__Text excerpt__:
== Segment start ==
If you'd grown up In West Berlin, would you be a different person now?

"Probably. It wasn't that the system was so great, it made me a great person or something, rather the system being so shit, I really appreciate a lot of small things much more in life, and I don't take things so easily for granted. I appreciate things more because I didn't have them once."

Was it frustrating finally being allowed to leave the week before the wall came down?

"For me it wasn't so bad. I was I6/I7 years old, I didn't have many personal belongings, whereas my mother lost everything. We were allowed to leave with a suitcase each and our dog. My mother lost her apartment, everything."

Was it a culture shock?

"The first thing I noticed were the roads - they were all really smooth and well kept. But imagine that having a Mars bar is a once-a- year experience for you, and going for the first time into a supermarket in West Berlin, and being speechless because fifty Mars bars are just laying around on the shelf, and no-one is fighting over them - and trying to realise that this is normal."

What was the first club you went to?

"UFO, one of the first proper clubs in Berlin. Firstly, I was surprised that it wasn't really crowded and secondly that everything was very unprofessional. My first really good clubbing experience was in the spring of 1990: just after the wall went down they started doing this huge - huge for the time: 2/3000 people - event called Technoseed which were the early Berlin techno parties; definitely an experience."
== Segment end ==
__Data for review__:
== Segment start ==
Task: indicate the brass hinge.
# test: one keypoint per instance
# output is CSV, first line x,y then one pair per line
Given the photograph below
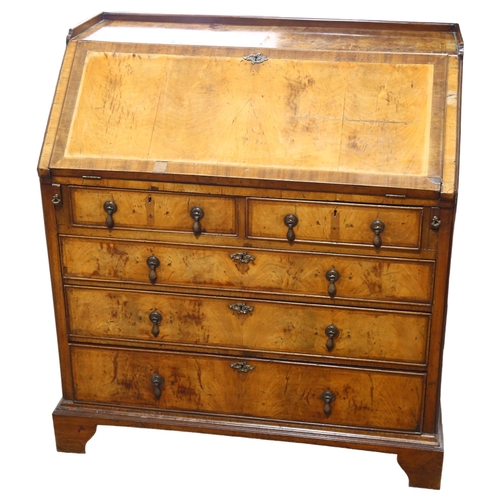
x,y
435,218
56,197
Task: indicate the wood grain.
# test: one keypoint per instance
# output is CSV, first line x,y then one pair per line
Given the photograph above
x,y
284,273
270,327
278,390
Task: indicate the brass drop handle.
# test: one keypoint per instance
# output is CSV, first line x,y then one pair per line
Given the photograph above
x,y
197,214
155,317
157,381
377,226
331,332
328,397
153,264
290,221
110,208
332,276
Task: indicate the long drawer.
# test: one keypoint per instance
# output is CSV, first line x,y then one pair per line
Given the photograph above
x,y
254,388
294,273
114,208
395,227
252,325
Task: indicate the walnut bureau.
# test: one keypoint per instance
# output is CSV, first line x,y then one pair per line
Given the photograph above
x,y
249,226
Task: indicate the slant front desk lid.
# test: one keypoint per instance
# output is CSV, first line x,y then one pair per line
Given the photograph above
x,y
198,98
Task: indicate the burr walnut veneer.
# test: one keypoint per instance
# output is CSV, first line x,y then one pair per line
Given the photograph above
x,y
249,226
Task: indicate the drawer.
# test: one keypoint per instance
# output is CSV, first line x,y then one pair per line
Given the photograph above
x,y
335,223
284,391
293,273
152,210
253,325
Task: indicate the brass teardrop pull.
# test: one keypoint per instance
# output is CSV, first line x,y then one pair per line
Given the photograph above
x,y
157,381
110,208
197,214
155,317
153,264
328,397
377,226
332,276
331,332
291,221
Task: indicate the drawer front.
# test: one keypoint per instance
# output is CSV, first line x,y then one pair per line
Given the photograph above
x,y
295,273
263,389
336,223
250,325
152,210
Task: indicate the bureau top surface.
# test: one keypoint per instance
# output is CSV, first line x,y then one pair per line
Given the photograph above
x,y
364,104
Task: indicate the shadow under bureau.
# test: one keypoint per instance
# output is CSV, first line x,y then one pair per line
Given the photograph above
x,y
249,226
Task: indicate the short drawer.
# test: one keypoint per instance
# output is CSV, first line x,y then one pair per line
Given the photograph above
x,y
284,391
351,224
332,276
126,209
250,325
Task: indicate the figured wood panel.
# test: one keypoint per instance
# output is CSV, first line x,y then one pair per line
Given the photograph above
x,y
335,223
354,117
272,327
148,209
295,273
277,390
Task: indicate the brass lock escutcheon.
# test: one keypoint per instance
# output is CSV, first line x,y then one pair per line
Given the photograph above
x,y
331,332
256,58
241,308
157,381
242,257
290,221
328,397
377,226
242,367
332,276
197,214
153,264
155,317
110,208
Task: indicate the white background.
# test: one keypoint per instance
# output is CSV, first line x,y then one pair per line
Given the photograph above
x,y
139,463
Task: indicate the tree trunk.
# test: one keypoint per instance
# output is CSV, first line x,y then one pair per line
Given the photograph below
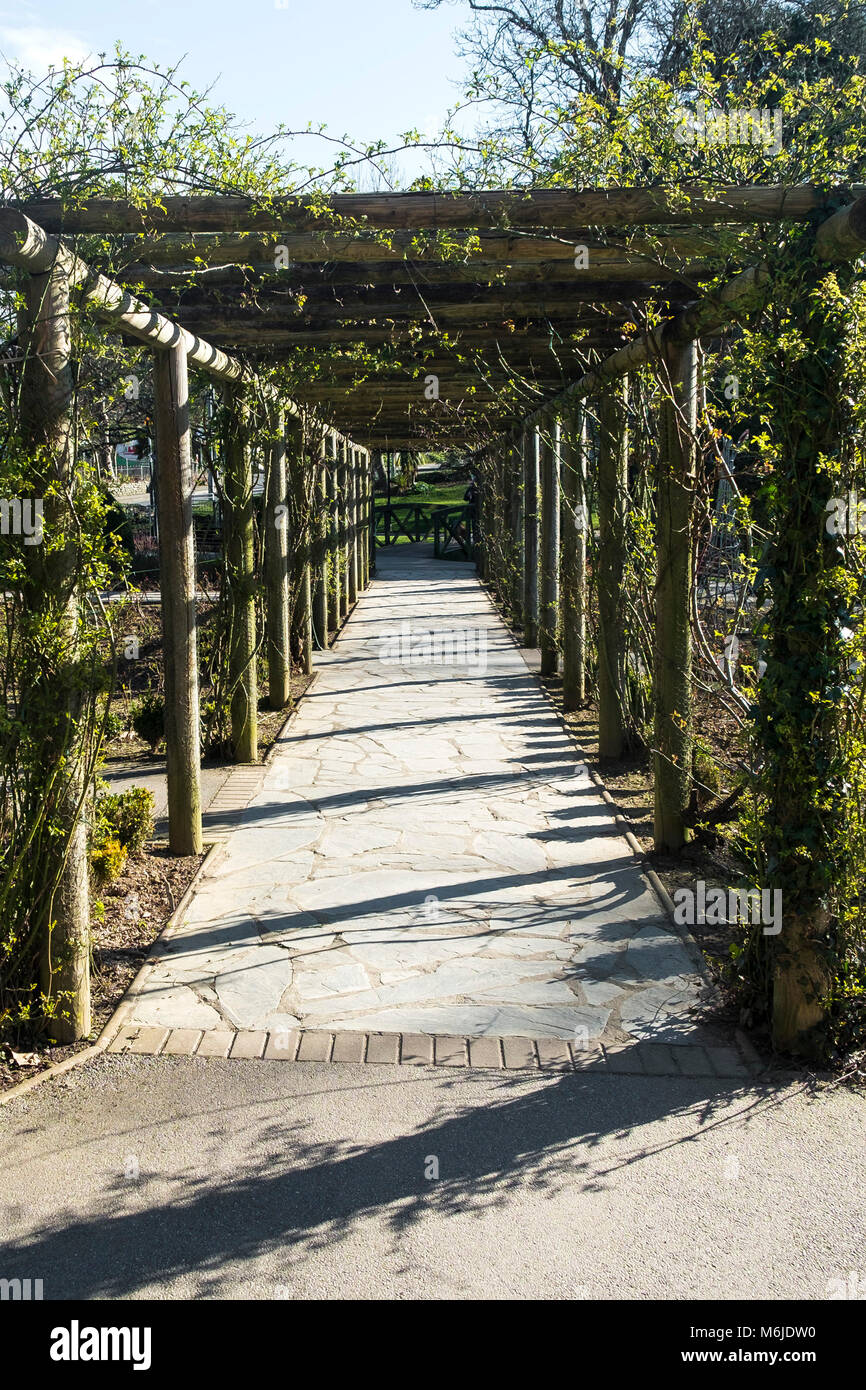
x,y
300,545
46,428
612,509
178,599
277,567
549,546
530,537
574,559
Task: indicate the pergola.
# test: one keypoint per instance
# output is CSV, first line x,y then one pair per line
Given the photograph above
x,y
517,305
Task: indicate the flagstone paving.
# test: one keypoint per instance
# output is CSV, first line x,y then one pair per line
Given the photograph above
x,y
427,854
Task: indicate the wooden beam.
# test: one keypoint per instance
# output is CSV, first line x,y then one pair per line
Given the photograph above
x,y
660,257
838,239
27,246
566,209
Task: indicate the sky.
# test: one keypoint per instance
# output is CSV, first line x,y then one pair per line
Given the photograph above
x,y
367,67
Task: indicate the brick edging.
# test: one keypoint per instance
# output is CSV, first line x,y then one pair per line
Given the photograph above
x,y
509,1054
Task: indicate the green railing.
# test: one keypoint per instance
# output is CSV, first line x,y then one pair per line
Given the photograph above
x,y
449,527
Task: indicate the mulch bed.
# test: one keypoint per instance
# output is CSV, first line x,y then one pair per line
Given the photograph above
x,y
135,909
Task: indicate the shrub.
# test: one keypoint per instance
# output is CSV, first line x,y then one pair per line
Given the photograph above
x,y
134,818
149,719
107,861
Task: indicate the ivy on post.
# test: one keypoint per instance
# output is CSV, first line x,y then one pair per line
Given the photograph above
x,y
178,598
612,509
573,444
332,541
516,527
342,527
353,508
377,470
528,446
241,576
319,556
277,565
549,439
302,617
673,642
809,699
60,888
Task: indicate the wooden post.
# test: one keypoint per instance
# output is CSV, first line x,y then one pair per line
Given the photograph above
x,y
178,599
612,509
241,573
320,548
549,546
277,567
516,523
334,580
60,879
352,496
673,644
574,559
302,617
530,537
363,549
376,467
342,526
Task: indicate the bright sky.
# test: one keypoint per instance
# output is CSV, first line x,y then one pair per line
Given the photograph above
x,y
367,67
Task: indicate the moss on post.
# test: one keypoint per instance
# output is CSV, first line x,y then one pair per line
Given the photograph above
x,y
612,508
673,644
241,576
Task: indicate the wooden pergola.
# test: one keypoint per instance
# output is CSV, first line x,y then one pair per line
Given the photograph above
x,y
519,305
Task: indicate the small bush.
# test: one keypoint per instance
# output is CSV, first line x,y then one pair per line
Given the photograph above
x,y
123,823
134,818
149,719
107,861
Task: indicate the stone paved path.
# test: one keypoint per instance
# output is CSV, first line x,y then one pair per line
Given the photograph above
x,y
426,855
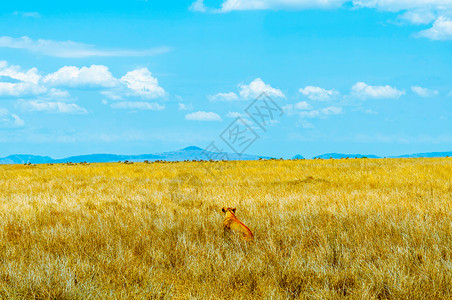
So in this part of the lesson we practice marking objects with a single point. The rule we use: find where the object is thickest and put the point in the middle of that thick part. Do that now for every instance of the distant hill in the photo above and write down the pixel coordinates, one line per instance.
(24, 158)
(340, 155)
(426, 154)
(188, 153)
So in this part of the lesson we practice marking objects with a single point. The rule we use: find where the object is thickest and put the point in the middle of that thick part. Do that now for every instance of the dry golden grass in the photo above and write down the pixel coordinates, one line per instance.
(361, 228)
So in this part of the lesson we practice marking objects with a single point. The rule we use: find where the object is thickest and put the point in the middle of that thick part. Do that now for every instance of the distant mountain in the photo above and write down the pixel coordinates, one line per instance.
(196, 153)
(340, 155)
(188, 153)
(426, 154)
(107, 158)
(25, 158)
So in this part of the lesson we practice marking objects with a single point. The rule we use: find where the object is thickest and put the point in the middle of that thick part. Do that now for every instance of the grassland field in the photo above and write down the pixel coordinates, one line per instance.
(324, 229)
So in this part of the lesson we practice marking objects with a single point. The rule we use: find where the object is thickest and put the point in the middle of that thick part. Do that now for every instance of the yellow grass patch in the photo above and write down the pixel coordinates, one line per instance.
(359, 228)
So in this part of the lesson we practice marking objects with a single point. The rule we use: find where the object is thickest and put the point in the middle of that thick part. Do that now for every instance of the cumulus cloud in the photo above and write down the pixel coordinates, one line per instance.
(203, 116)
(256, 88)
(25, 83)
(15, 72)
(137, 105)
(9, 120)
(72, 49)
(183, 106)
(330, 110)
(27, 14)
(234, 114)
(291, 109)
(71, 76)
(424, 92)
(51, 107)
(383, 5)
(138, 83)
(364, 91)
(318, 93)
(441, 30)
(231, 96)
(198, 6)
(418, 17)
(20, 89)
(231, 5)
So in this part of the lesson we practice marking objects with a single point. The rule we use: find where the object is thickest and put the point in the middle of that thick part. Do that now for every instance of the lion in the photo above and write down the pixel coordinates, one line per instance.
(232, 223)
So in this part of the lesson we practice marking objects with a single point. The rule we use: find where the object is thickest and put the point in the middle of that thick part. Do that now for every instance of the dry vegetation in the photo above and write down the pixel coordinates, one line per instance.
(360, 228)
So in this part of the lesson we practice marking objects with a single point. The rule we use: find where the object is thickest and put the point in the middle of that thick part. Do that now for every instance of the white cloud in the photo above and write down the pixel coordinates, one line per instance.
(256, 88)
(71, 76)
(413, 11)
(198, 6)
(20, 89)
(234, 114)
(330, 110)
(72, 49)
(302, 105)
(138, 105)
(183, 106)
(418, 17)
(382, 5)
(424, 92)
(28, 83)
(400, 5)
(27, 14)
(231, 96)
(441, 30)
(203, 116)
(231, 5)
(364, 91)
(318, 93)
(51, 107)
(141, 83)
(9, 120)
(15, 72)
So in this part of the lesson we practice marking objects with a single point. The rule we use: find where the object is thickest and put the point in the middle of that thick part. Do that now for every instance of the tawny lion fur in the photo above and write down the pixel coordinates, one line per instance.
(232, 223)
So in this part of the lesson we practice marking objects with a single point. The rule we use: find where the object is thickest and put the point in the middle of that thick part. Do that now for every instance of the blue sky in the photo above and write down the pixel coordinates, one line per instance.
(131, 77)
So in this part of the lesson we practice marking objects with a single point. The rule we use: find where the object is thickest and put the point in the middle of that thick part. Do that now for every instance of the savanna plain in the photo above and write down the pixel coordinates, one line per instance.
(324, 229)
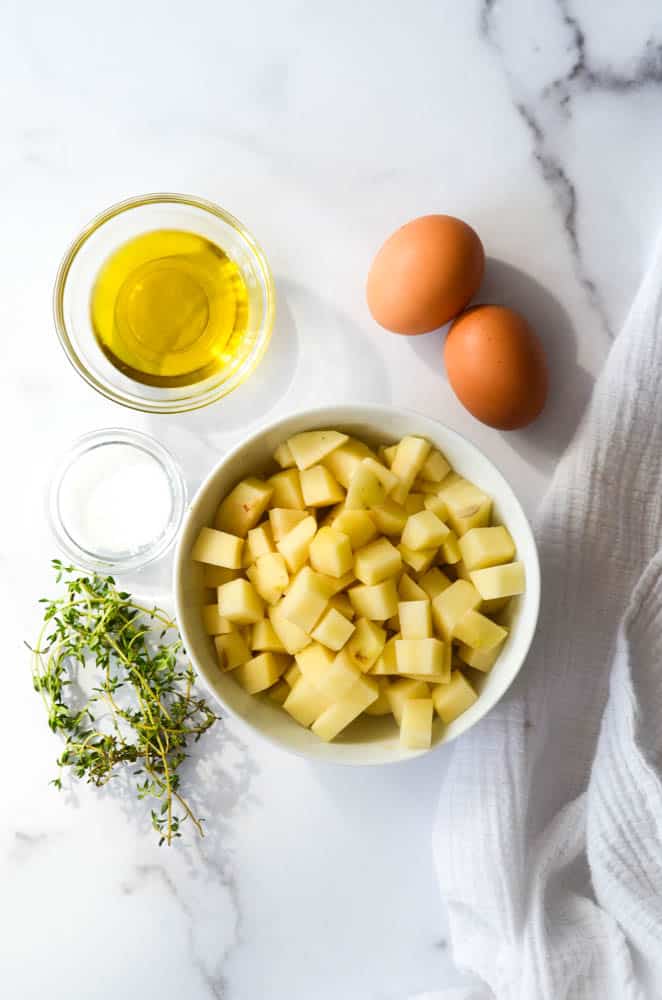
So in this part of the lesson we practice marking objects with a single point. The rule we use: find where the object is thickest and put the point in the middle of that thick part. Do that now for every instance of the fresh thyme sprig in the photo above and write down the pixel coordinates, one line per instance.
== Segment end ==
__Check your understanding__:
**A.** In the Berlin interview, what were the speaker and the speaker's mother allowed to take with them when they left?
**B.** Could you carry on the Berlin interview from the point where it stops?

__Replies__:
**A.** A suitcase each and their dog.

**B.**
And your first DJing experience?

"Tresor. Before it was just me in my house with two old turntables with a little wheel to adjust the speed and a completely fucked up system. It was scary because it was the first time that I'd actually played with such a big bass. Also the first time I'd played with a Technics turntable. It was so loud, I was just fucking scared."

Obvious Love Parade question: were you over daunted playing for 1.5 million people?

"The thing is, the day leading up to that is so stressful. Usually we do our parties on Friday nights so we have our guests that we take care of and everything. Then you're playing on a float throughout the day, so it's like on and on all the time. So when you finally get up there to the victory column, you have basically 20 minutes to yourself - the first time you've been able to chill in days, finally you get a cold drink and basically you chill out. It's really weird, you just chill out up there. So I'm not nervous. I'm usually relieved."

You do tend to get mobbed after gigs, though. Is that a pain in the arse?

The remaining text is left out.